### Work item
Nothing in the data may be altered; restate all of it exactly.

### Data for review
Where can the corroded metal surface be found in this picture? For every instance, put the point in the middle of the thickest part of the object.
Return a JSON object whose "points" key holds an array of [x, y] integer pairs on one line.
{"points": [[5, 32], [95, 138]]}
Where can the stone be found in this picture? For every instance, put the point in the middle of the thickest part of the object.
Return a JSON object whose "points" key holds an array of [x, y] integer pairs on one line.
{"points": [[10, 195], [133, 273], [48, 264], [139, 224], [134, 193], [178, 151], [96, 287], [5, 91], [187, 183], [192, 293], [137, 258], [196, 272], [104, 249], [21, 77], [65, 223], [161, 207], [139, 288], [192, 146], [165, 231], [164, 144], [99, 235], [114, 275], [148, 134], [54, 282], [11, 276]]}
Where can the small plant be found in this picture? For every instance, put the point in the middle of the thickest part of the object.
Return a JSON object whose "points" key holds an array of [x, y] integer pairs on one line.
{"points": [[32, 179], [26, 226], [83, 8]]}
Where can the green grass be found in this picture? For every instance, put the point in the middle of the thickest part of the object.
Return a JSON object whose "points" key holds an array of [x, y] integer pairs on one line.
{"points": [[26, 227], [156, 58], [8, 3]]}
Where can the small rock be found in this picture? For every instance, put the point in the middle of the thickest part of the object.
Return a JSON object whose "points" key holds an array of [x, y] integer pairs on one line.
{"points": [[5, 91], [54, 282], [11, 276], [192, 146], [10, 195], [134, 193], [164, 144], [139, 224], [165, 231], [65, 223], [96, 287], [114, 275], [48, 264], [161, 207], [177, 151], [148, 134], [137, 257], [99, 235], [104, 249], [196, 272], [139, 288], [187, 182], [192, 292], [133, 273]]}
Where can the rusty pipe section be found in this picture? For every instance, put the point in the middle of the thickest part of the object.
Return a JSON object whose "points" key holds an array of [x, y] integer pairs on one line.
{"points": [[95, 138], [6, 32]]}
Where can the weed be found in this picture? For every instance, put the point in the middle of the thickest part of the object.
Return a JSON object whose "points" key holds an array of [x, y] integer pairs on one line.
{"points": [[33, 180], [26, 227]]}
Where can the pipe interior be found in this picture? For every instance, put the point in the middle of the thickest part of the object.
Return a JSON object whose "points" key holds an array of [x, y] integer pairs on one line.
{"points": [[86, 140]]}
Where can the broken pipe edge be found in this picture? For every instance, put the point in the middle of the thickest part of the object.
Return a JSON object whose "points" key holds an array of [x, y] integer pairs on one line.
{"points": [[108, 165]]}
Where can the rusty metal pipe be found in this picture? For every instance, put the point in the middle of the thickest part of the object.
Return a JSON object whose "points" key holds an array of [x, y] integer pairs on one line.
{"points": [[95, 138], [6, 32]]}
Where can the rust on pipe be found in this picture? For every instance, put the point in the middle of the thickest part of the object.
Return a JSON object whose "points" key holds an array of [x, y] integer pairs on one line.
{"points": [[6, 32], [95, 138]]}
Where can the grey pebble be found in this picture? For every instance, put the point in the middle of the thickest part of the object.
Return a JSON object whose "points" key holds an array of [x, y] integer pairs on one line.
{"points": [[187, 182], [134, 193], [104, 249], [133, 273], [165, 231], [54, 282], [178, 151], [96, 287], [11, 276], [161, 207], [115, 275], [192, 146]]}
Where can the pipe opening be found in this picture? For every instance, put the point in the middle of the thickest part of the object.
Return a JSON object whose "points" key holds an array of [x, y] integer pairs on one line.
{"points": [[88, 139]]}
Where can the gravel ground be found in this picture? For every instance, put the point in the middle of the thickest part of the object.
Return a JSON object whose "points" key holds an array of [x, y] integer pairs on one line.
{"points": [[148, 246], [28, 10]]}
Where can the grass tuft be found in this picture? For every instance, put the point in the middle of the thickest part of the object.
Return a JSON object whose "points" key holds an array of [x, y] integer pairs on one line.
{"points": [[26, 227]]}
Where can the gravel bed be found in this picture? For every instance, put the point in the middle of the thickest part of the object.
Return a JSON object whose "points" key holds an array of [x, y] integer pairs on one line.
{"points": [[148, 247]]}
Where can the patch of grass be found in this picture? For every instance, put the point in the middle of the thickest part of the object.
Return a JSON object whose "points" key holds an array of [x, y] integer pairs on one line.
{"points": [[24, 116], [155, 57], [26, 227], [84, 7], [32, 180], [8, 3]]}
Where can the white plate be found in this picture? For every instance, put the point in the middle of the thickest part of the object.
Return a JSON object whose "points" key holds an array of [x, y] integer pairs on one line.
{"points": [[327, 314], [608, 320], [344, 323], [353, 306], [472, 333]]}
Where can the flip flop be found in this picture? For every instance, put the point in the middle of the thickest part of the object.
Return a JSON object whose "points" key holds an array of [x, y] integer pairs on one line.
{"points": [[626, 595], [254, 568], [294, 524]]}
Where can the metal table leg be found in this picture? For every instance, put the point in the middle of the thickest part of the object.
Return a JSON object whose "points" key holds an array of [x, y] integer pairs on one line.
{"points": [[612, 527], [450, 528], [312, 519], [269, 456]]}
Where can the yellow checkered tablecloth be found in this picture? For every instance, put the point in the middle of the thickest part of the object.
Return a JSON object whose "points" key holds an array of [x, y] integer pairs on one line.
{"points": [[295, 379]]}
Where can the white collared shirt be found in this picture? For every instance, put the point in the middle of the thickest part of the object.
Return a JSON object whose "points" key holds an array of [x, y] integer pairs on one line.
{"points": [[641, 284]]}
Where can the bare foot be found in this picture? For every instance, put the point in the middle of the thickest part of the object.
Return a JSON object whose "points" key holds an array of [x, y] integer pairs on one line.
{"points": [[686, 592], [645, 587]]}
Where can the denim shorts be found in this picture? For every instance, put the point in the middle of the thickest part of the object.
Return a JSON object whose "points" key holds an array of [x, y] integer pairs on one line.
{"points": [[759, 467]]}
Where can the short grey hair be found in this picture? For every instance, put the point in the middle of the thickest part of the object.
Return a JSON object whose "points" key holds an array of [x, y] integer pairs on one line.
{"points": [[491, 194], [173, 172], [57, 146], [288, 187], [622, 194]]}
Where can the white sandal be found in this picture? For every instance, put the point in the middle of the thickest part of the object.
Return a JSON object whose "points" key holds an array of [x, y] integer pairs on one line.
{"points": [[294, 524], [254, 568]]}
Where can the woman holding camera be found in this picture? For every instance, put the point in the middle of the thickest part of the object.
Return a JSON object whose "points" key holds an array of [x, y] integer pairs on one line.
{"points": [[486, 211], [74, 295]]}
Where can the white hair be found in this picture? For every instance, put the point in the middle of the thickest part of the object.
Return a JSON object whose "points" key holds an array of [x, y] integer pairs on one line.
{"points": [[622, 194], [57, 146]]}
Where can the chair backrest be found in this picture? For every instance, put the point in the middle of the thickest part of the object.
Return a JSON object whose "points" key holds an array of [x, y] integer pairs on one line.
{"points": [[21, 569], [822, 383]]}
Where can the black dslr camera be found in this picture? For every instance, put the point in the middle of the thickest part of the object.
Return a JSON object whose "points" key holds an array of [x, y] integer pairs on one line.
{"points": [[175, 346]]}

### Task solution
Where can the corroded metal surface be found in this picture? For every instance, put the point in the middle of the thickest part of the object.
Return a JSON object whose "points" key holds an array of [x, y] integer pairs on one line.
{"points": [[5, 32], [95, 138]]}
Where can the stone be found in this picture? For every instance, put the point in the middle of the thickest part of the object.
Return a JSON object whose "points" key holds an array of [x, y] integer pairs on one line.
{"points": [[10, 195], [133, 273], [48, 264], [139, 224], [134, 193], [178, 151], [96, 287], [5, 91], [187, 183], [192, 293], [137, 258], [196, 272], [104, 249], [21, 77], [65, 223], [161, 207], [139, 288], [192, 146], [165, 231], [164, 144], [99, 235], [114, 275], [148, 134], [54, 282], [11, 276]]}
Where can the small plant be found in this picture? For every instance, put the point in the middle of the thickest part of the object.
Return a JSON object whose "points" key holds an array of [x, y] integer pairs on one line.
{"points": [[32, 179], [26, 226], [83, 8]]}
Where can the green grass be found in this picture? For every instance, put the point in the middle of the thickest part of the object.
Return a JSON object whose "points" key holds an array of [x, y] integer pairs on one line.
{"points": [[26, 227], [156, 58], [8, 3]]}
Where can the small rock be found in this picture? For every instance, put the point in the middle of the thickest part of the object.
Return a JSON object whose "points" key holds an array of [x, y] integer pairs on one line.
{"points": [[5, 91], [54, 282], [11, 276], [192, 146], [10, 195], [134, 193], [164, 144], [139, 224], [165, 231], [65, 223], [96, 287], [114, 275], [48, 264], [161, 207], [177, 151], [148, 134], [137, 257], [99, 235], [104, 249], [196, 272], [139, 288], [187, 182], [192, 292], [133, 273]]}
Where can the rusty pipe section be found in this picture? For every instance, put the point in the middle of the thickest part of the object.
Return a JSON object whose "points" key holds an array of [x, y] integer pairs on one line.
{"points": [[95, 138], [6, 32]]}
Where can the weed be found in this picture? For every instance, put the point in the middle of the thickest part of the object.
Return a JSON object whose "points" key holds an array of [x, y] integer pairs on one line.
{"points": [[33, 180], [26, 227]]}
Where can the pipe interior be found in this picture? For every instance, put the point in the middle of the thickest part of the object.
Return a JSON object whose "points" key holds an array of [x, y] integer pairs on one line.
{"points": [[86, 140]]}
Where can the broken pipe edge be found in this picture? For every instance, put the point in the middle of the thickest part of the object.
Return a JSON object whose "points" key holds an array of [x, y] integer pairs on one line.
{"points": [[108, 165]]}
Where can the rusty metal pipe be found in this picture? For every instance, put the point in the middle of the thickest part of the object.
Return a JSON object whose "points" key holds an array of [x, y] integer pairs on one line.
{"points": [[95, 138], [6, 32]]}
Where can the rust on pipe be found in this picture? For every instance, put the point in the middle of the thickest part of the object.
Return a JSON object whose "points" key holds an array of [x, y] integer pairs on one line.
{"points": [[6, 32], [95, 138]]}
Where can the grey pebble be found in this picture? For every instance, put the point in the middle of the thickest part of the object.
Return a JSON object whose "points" key holds an array of [x, y] integer pairs on one line.
{"points": [[187, 182], [134, 193], [104, 249], [133, 273], [165, 231], [54, 282], [178, 151], [96, 287], [11, 276], [161, 207], [115, 275], [192, 146]]}
Where can the pipe opening be found in this picture? For every instance, put the point in the middle of the thickest part of the object.
Return a JSON object whose "points" key holds an array of [x, y] integer pairs on one line.
{"points": [[88, 139]]}
Where can the gravel ground be found in this picture? For every instance, put the point in the middle of the thickest part of the object.
Return a JSON object whose "points" key holds an array of [x, y] integer pairs on one line.
{"points": [[148, 246], [28, 10]]}
Where can the grass tuft be found in this picture? For every instance, put the point in the middle of the thickest part of the object.
Return a JSON object whose "points" key holds an array of [x, y] integer pairs on one line.
{"points": [[26, 227]]}
Where can the gravel bed be found in this picture? For every instance, put the point in the middle of the thickest part of the object.
Return a JSON object whose "points" key holds an array of [x, y] integer pairs on one line.
{"points": [[148, 247]]}
Where can the patch of grass be found in this picture? For every instance, put the point in the middle of the thickest part of the object.
Return a JSON object whose "points" key holds an array of [x, y] integer pairs on one line.
{"points": [[24, 116], [155, 57], [26, 227], [84, 7], [32, 180], [8, 3]]}
Where can the white plate be found in this picture? For every instance, put the point in the middle of the thickest part of the object.
Return a JSON object whose "points" key holds an array of [x, y] integer pairs on one line.
{"points": [[327, 314], [608, 320], [344, 323], [353, 306], [472, 333]]}
Where can the flip flop be found in this picture? For every instance, put the point in the middle of the thickest part of the object.
Return a JSON object whose "points" key holds an array of [x, y] integer pairs on one line.
{"points": [[626, 595], [254, 568], [294, 524]]}
Where can the metal table leg be found in this picture? For every instance, put the point in the middle of the thickest part of the object.
Return a JSON object whose "points" key holds an array of [x, y] integer pairs on one line.
{"points": [[612, 527], [450, 528], [312, 519], [269, 456]]}
Where can the yellow checkered tablecloth be found in this picture? For every instance, put the point in the middle of the thickest part of the object.
Return a JSON object whose "points" key holds an array of [x, y] integer pairs on one line.
{"points": [[295, 379]]}
Where can the white collared shirt be found in this picture? For every instance, put the point in the middle of the thickest part of the object.
Return a JSON object whose "points" key holds an array of [x, y] integer pairs on one line.
{"points": [[641, 284]]}
Where can the bare foot be found in this picture? For every instance, put the point in the middle of the thickest part of the object.
Return a JSON object whose "points" key holds an array of [x, y] integer pairs on one line.
{"points": [[686, 592], [645, 587]]}
Where can the denim shorts be found in this picture? For every instance, put the point in the middle of the thickest part of the object.
Return a JSON object whose "points" key holds an array of [x, y] integer pairs on one line.
{"points": [[759, 467]]}
Where can the short grey hair be found in this picture? For every instance, put the point in the middle of the thickest part of the object.
Return a JSON object whose "points" key holds an array of [x, y] integer pairs on one line.
{"points": [[491, 194], [173, 172], [57, 146], [288, 187], [622, 194]]}
Where can the white sandal be found in this picture? For every instance, put the point in the middle of the thickest part of the object.
Return a JSON object whose "points" key holds an array of [x, y] integer pairs on one line.
{"points": [[294, 524], [254, 568]]}
Where can the woman holding camera be found in this picture? For every instance, put the point in the middle of the thickest part of the object.
Return a JSON object whose "points" key holds an array of [x, y] integer pairs on one line.
{"points": [[486, 211], [74, 295]]}
Where can the white hair be found in this picture? For every instance, put the point in the middle of the thickest part of the object.
Return a JSON object whose "points" key holds an array of [x, y] integer pairs on one line.
{"points": [[622, 194], [57, 146]]}
Where can the chair backrest be found in this picture? For every instance, put the point in the middle of the thickest part of the object.
Return a JSON object whose "points" key holds an array of [x, y] integer pairs on one line.
{"points": [[21, 569], [822, 383]]}
Where can the black dslr camera be found in this picture? For every instance, put the point in the middle of the thickest part of the object.
Return a JSON object whose "points" key holds an array of [x, y] integer pairs on one line.
{"points": [[175, 346]]}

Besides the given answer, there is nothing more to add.